Stated problem: Please copy out the items in the stretch from the line containing "Every instance of the green vegetation" through the end of the items, replacing "floating barge" with "moored barge" and keeping everything else unchanged.

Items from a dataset
┌──
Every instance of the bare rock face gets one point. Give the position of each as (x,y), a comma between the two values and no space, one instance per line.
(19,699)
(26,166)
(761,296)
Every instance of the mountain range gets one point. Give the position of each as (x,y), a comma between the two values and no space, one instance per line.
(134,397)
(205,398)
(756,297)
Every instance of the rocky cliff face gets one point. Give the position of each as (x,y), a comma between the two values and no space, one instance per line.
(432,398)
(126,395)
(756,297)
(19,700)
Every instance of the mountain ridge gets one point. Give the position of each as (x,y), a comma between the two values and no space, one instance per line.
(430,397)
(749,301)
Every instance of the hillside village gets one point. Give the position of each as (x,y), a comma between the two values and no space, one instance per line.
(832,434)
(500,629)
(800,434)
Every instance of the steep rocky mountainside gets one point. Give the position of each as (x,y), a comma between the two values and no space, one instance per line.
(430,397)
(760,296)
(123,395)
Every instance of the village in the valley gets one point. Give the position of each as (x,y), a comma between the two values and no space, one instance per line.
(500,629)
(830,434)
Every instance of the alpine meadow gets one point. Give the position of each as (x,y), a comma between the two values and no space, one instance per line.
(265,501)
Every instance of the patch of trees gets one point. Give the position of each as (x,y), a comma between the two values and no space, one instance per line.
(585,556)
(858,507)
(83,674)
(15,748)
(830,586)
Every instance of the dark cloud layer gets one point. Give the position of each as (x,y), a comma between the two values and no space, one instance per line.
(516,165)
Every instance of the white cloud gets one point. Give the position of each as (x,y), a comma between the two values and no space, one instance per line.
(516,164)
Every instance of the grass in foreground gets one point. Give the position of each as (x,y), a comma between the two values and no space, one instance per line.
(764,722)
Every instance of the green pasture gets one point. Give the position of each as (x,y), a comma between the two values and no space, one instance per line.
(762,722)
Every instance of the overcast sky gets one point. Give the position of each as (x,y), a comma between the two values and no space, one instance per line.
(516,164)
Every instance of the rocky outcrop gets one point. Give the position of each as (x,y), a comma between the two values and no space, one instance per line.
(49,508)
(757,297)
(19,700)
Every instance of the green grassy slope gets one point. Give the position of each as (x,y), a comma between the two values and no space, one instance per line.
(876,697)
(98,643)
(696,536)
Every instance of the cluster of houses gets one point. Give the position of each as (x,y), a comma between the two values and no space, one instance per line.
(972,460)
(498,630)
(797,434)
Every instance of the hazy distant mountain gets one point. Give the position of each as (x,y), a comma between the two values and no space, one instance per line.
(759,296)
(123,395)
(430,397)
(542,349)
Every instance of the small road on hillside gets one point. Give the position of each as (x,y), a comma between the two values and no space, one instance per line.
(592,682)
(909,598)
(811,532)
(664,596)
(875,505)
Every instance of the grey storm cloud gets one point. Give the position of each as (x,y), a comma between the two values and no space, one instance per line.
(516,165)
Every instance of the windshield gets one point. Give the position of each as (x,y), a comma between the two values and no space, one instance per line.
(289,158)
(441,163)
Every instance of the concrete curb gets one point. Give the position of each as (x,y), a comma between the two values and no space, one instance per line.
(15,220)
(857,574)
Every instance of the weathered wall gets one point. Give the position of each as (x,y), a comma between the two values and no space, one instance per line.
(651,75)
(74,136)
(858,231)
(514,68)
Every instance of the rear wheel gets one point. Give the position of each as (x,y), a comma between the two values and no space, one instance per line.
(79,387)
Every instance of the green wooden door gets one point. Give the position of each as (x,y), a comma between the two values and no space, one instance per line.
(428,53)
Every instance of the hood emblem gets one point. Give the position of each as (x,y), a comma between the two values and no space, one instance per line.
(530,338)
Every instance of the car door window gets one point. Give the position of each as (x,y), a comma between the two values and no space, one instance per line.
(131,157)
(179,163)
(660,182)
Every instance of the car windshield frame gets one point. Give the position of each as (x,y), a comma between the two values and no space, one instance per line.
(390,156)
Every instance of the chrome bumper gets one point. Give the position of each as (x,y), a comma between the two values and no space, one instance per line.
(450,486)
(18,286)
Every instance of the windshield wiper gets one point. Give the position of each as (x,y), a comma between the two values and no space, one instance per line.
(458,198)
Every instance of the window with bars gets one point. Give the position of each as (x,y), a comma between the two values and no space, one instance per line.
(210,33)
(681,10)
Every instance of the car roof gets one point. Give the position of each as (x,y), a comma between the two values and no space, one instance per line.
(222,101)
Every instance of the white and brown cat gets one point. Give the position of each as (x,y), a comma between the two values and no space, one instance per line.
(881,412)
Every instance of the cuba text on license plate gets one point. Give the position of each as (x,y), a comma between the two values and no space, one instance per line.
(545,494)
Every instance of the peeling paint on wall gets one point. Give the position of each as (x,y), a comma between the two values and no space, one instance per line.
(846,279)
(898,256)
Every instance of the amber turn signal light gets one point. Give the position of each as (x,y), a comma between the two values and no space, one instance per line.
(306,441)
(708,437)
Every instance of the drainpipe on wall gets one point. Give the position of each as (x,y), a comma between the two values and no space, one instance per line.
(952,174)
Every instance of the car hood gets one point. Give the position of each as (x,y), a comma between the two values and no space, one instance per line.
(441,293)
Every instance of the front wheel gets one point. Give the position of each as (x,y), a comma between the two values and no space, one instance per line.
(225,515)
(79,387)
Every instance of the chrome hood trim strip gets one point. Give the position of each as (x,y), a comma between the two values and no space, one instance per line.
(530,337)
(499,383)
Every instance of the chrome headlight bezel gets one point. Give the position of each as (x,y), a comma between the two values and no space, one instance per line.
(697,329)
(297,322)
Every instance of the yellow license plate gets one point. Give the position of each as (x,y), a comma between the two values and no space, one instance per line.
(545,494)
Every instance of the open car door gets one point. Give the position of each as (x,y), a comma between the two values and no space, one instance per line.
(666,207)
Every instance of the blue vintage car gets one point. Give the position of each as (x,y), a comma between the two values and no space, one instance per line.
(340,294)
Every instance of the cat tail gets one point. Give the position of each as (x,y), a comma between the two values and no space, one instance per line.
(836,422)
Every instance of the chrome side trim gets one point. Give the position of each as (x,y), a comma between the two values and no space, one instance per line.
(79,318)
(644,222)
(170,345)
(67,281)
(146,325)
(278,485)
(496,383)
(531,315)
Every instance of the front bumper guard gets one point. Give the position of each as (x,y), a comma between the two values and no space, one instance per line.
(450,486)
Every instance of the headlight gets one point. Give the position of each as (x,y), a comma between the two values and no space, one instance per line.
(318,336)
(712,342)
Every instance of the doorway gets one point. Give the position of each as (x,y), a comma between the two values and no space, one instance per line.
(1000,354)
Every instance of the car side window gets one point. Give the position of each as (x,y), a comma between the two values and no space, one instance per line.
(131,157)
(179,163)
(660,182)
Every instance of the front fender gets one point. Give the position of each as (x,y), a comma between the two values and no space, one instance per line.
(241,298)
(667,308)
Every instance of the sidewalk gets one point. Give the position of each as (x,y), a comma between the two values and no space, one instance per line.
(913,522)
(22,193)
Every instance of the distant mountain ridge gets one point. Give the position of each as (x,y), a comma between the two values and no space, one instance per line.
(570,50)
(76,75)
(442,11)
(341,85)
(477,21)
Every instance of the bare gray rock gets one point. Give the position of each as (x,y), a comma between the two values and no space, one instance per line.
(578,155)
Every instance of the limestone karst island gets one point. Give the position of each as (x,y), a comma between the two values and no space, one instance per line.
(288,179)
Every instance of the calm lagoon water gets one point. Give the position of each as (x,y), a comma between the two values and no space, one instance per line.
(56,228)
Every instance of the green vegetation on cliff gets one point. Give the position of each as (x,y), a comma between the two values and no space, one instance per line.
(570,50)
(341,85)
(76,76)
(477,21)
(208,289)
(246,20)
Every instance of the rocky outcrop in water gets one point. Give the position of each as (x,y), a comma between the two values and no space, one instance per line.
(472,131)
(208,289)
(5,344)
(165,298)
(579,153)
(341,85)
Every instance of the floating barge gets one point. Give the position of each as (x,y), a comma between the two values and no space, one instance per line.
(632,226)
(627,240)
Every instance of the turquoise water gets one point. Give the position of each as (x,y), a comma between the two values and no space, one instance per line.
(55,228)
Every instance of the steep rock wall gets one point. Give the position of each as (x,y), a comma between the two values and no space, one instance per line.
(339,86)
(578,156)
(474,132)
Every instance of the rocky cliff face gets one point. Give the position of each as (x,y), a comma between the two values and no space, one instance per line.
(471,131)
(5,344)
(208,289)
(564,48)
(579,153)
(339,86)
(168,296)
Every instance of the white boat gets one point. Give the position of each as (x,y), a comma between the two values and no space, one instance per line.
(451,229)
└──
Output for this task:
Every instance of the green vegetation on cliff gets one point. Give the position of each as (x,y), a comma between the two values and no space, one instance per line.
(570,50)
(341,85)
(76,76)
(477,21)
(208,289)
(246,20)
Every instance of the rocky outcrop in water gets one point. Give the position of each as (x,y), a comma between the two values and no space, one instance per line.
(472,131)
(208,289)
(5,344)
(165,298)
(579,153)
(341,85)
Every instance of the moored barge gets one point. Give the position of each as (x,y), a comma between the two values and no space, one instance per line.
(632,226)
(627,240)
Every instance of the turquoise water gets one point. Give the position of each as (x,y), a comma between the two values and no space, one instance per line.
(55,228)
Every instance of the steep rock wall gets one point. Give the position of each as (x,y), a comma between the two values and no space, one instance per line.
(339,86)
(578,156)
(474,132)
Every instance of the rocky cliff face gets one point. Give the position of each as (x,y), a comma between the two values and no space, one instance per line.
(471,131)
(5,344)
(208,289)
(564,48)
(579,153)
(339,86)
(168,296)
Every instance of the white boat gets one point. Give the position of each as (x,y), a comma between the two values and no space, one instance per line.
(451,229)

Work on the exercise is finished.